**CHALLENGE**
List every line of the entries below that contains the word "like", copying each such line in full.

[Dataset excerpt]
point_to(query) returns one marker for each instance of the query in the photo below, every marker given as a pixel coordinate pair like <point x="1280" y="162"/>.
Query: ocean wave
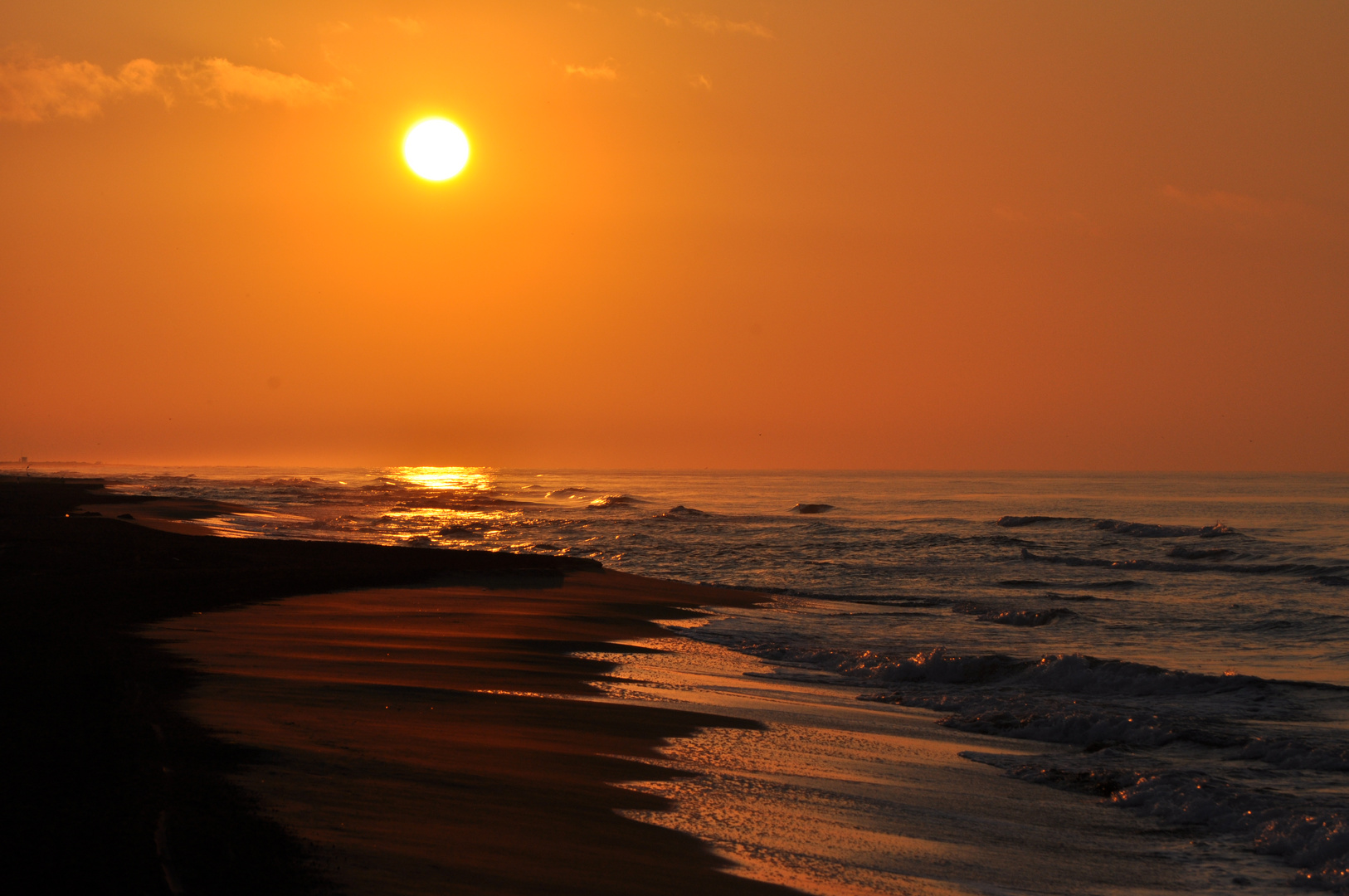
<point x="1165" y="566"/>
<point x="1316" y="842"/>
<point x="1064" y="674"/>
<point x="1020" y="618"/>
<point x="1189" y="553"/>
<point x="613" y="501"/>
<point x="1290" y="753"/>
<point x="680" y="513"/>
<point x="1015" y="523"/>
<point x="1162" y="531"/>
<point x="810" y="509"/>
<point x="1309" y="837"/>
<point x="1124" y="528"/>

---

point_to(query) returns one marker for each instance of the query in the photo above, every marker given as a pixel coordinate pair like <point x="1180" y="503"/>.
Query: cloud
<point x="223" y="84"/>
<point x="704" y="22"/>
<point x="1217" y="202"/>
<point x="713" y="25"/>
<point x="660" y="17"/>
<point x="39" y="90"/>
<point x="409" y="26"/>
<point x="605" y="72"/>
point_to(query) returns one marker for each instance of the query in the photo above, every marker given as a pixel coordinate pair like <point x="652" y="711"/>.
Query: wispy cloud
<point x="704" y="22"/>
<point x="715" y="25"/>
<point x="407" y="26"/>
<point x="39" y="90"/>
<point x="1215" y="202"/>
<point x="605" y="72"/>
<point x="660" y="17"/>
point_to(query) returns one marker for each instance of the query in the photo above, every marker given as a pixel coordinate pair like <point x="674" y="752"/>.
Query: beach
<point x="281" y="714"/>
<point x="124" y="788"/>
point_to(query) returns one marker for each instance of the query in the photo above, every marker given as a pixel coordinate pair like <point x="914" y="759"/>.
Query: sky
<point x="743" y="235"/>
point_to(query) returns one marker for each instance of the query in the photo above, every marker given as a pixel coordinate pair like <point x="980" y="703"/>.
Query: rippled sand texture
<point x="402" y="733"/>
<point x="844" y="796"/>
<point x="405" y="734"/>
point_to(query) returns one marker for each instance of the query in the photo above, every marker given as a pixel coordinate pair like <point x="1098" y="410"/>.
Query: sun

**REPLY**
point_to(query) returns one marker for each instance of the query in the photo below, every marker given as a pixel coordinate pair like <point x="1280" y="162"/>.
point_to(query) returns one marker for each instance of the query in the photo above, every marker given as a pixel coordinate pair like <point x="1180" y="503"/>.
point_to(query) returns one marker for each instance of the query in the photo above, every marker given as a pixel coordinate pair like <point x="652" y="711"/>.
point_to(query) returns one marker for each instance of the query in the photo above, every marker given as a pixel coordinate pair like <point x="674" y="752"/>.
point_to(query) returns one marker for each instance of the query in the photo above, every marker given as a pixel coordinate pair like <point x="914" y="759"/>.
point_to(query) returns one marker for each instance of the query in the photo above, every marker given as a pixel coordinate pair like <point x="980" y="703"/>.
point_to(query) returns one marker for each instance of the query in the photo above, every marker given as a pixel coordinate pair like <point x="1098" y="410"/>.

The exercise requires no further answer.